<<<<

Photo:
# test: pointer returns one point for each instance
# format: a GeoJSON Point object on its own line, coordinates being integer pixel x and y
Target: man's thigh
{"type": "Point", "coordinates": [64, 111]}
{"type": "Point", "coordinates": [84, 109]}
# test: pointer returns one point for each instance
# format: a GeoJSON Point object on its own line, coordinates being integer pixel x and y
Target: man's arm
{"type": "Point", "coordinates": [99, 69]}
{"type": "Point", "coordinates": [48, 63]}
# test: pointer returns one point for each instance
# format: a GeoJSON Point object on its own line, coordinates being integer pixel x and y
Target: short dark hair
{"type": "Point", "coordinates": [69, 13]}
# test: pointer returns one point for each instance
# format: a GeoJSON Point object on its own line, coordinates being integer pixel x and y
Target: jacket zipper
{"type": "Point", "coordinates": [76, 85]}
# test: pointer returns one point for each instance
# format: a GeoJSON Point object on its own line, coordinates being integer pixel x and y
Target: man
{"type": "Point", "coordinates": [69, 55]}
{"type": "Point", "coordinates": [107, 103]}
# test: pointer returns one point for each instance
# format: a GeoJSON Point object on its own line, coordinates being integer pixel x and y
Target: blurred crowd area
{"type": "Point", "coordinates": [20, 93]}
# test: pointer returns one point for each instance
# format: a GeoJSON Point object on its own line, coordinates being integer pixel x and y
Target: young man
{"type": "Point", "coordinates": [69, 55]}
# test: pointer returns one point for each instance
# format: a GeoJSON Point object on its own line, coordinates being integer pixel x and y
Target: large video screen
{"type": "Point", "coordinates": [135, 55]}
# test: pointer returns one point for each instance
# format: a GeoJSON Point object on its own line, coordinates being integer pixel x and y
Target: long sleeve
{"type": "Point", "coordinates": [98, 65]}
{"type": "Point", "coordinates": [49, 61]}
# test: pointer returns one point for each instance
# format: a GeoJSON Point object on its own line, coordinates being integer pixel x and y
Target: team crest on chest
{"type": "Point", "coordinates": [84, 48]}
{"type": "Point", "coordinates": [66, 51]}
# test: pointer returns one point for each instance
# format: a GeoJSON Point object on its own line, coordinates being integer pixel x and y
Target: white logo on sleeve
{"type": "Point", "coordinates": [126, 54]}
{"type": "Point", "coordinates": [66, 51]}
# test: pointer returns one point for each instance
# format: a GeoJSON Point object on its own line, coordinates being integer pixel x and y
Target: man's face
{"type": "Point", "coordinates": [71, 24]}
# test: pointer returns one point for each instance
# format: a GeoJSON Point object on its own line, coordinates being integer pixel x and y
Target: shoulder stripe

>>>>

* _WHAT IS NEEDED_: Print each of the lines above again, unchanged.

* _TASK SOLUTION_:
Photo:
# test: pointer returns one point for each instance
# format: a GeoJSON Point object on its own line, coordinates being integer pixel x and y
Target: man's thigh
{"type": "Point", "coordinates": [64, 111]}
{"type": "Point", "coordinates": [84, 109]}
# test: pointer returns one point for each instance
# format: a GeoJSON Point object on its own line, coordinates being integer pixel x and y
Target: man's arm
{"type": "Point", "coordinates": [99, 69]}
{"type": "Point", "coordinates": [48, 63]}
# test: pointer returns one point for each instance
# format: a GeoJSON Point object on its own line, coordinates being integer pixel x and y
Target: short dark hair
{"type": "Point", "coordinates": [69, 13]}
# test: pointer returns one point for each instance
# format: a GeoJSON Point object on its own line, coordinates being integer pixel x and y
Target: jacket zipper
{"type": "Point", "coordinates": [76, 85]}
# test: pointer returns one point for each instance
# format: a GeoJSON Point object on its own line, coordinates being integer pixel x and y
Target: man
{"type": "Point", "coordinates": [69, 55]}
{"type": "Point", "coordinates": [107, 103]}
# test: pointer returns one point for each instance
# format: a GeoJSON Point object on its own line, coordinates being integer pixel x and y
Target: blurred crowd area
{"type": "Point", "coordinates": [20, 93]}
# test: pointer returns one point for each instance
# format: a GeoJSON Point object on its own line, coordinates being integer pixel x and y
Target: young man
{"type": "Point", "coordinates": [69, 55]}
# test: pointer returns one point for each instance
# format: a GeoJSON Point object on its own line, coordinates being integer pixel x and y
Target: large video screen
{"type": "Point", "coordinates": [135, 55]}
# test: pointer returns one point for each instance
# format: a GeoJSON Point object on its own line, coordinates being integer pixel x and y
Target: long sleeve
{"type": "Point", "coordinates": [98, 65]}
{"type": "Point", "coordinates": [49, 61]}
# test: pointer returns one point for each instance
# format: a GeoJSON Point object on its own line, coordinates being integer pixel x and y
Target: team crest on chest
{"type": "Point", "coordinates": [84, 48]}
{"type": "Point", "coordinates": [66, 51]}
# test: pointer returns one point for each instance
# format: a GeoJSON Point object on its own line, coordinates being integer pixel x and y
Target: white logo on sleeve
{"type": "Point", "coordinates": [126, 54]}
{"type": "Point", "coordinates": [66, 51]}
# test: pointer returns one point for each instance
# format: a GeoJSON Point object on its own line, coordinates being integer pixel x and y
Target: man's face
{"type": "Point", "coordinates": [71, 24]}
# test: pointer returns one point for each instance
# format: a GeoJSON Point object on its own line, coordinates being integer pixel x and y
Target: shoulder stripe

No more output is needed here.